▸ **Text excerpt**

.....

Ok I’m out now, you win the pun war. Pick up your crisp packet. If you do then you can be scaAVENGERS hero.
“I never THORt of that one Dad. Best keep the envIRON MANaged. I wonder if anyone else would understand these puns other THAN US.”
Lets not forget the stereotype. Asperger Kids don’t have a sense of humour and can’t have fun ……….
Taking just a few moments to breathe. To enjoy what is close by. The beauty in life. The simple things.
A report on the news was talking about the UK Covid vaccine strategy. Currently no plans to extend shots to the under 18s. A child vaccine might be licensed after Autumn in some other countries. Again there are no plans to roll that out in the UK.
Ok so unless there is a real shift in the trajectory of the virus then we are on effective lockdown for the rest of the year.
That makes seeking out those moments to breathe even more important. If that means getting on my hands and knees, then so be it. Needs must.
I’ve been trying to practice yoga and tai chi for months now. I diligently watch and follow the videos. All the really glossy and professional videos. I was trying again this morning. Following the instructor through her perfect routine. Even her dog sits beside her perfectly. Never moving. In the background the gentle sound of peaceful music. Perfect.
Meanwhile in deepest Yorkshire.
A muppet is seamlessly moving from one body creak to the next groan. Losing balance and crashing into furniture. Constantly fearing my pants are going to split under the galactic pressure being exerted on them. Every time I hit the ground a mad dog instantly leaps on me and I replay the Bill Murray Ghostbusters scene – I’VE BEEN SLIMED. And no gentle sound of peaceful music here. Rather the sound of derision and laughter….

.....

▸ **Data to examine**
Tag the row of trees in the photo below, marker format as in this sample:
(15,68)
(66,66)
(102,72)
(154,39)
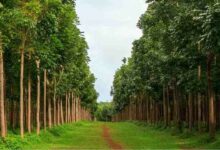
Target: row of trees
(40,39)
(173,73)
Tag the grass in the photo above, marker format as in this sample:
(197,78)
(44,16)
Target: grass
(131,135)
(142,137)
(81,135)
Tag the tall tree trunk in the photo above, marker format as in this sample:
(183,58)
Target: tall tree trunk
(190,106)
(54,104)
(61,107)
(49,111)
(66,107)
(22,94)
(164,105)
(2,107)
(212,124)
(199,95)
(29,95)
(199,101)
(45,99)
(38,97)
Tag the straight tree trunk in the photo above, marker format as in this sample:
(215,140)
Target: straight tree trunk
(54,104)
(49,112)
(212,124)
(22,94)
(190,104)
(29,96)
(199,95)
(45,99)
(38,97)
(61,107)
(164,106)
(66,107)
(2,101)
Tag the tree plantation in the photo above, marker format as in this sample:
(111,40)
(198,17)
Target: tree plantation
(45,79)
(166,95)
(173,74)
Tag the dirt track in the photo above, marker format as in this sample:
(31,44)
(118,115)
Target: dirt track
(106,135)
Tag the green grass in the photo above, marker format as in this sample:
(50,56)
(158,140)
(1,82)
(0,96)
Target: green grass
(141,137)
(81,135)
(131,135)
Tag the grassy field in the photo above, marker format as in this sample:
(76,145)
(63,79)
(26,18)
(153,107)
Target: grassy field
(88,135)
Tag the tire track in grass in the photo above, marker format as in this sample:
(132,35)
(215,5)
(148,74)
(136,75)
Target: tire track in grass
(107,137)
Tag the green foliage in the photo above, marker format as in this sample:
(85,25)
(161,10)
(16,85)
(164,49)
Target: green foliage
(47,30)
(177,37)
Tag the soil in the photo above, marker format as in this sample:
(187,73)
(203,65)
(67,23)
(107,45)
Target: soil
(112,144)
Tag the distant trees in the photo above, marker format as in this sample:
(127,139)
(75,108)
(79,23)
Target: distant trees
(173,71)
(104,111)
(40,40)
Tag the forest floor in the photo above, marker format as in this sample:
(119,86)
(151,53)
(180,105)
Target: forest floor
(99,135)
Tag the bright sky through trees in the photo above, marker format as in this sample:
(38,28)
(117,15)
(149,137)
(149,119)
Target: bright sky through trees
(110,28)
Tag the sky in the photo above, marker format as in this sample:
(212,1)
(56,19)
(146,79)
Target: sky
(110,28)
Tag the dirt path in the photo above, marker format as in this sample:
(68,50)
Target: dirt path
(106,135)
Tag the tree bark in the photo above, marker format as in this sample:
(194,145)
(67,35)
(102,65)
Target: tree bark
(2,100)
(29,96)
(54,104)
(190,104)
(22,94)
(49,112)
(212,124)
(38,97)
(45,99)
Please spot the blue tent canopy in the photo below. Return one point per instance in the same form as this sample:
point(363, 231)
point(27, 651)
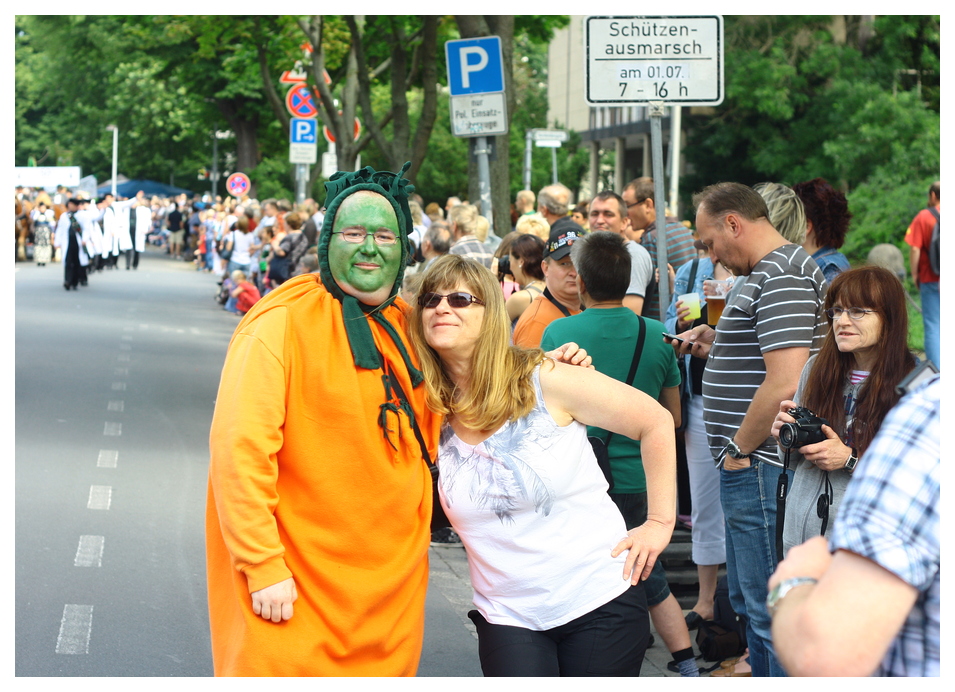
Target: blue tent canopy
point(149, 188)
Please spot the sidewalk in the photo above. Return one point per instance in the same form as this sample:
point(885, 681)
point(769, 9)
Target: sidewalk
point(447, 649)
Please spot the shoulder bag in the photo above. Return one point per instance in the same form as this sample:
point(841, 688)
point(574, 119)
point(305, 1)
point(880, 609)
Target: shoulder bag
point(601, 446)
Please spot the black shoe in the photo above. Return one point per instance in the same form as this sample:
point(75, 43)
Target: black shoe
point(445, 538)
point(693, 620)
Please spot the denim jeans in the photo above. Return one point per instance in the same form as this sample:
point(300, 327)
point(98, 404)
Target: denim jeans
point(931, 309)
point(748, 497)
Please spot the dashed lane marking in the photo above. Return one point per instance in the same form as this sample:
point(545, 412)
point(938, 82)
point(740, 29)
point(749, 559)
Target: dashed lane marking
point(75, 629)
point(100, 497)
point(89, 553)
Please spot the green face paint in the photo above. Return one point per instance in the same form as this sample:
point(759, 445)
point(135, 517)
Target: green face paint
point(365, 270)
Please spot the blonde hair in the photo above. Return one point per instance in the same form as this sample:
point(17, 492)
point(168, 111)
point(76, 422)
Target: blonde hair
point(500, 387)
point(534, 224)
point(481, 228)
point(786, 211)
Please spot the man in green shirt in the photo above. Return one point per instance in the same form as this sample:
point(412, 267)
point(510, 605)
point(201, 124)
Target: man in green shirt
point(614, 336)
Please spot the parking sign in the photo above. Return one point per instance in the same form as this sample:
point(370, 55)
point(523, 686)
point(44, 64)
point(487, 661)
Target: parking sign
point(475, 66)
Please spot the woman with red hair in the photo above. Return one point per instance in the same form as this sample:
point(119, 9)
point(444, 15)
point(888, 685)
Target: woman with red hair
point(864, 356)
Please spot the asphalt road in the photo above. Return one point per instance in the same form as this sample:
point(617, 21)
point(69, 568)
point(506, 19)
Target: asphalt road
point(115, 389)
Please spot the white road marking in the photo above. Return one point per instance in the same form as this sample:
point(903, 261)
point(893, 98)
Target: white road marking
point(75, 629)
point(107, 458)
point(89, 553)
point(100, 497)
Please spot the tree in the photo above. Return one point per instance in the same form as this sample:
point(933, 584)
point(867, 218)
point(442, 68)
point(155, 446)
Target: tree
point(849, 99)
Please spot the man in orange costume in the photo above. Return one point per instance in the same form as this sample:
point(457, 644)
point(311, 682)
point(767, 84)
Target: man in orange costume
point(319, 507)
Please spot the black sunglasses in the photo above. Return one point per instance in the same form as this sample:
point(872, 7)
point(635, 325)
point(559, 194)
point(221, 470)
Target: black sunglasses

.....

▸ **Exercise instructions**
Please reproduce everything in the text excerpt above from "Lets not forget" down to "The simple things.", word for word.

▸ **Task answer**
Lets not forget the stereotype. Asperger Kids don’t have a sense of humour and can’t have fun ……….
Taking just a few moments to breathe. To enjoy what is close by. The beauty in life. The simple things.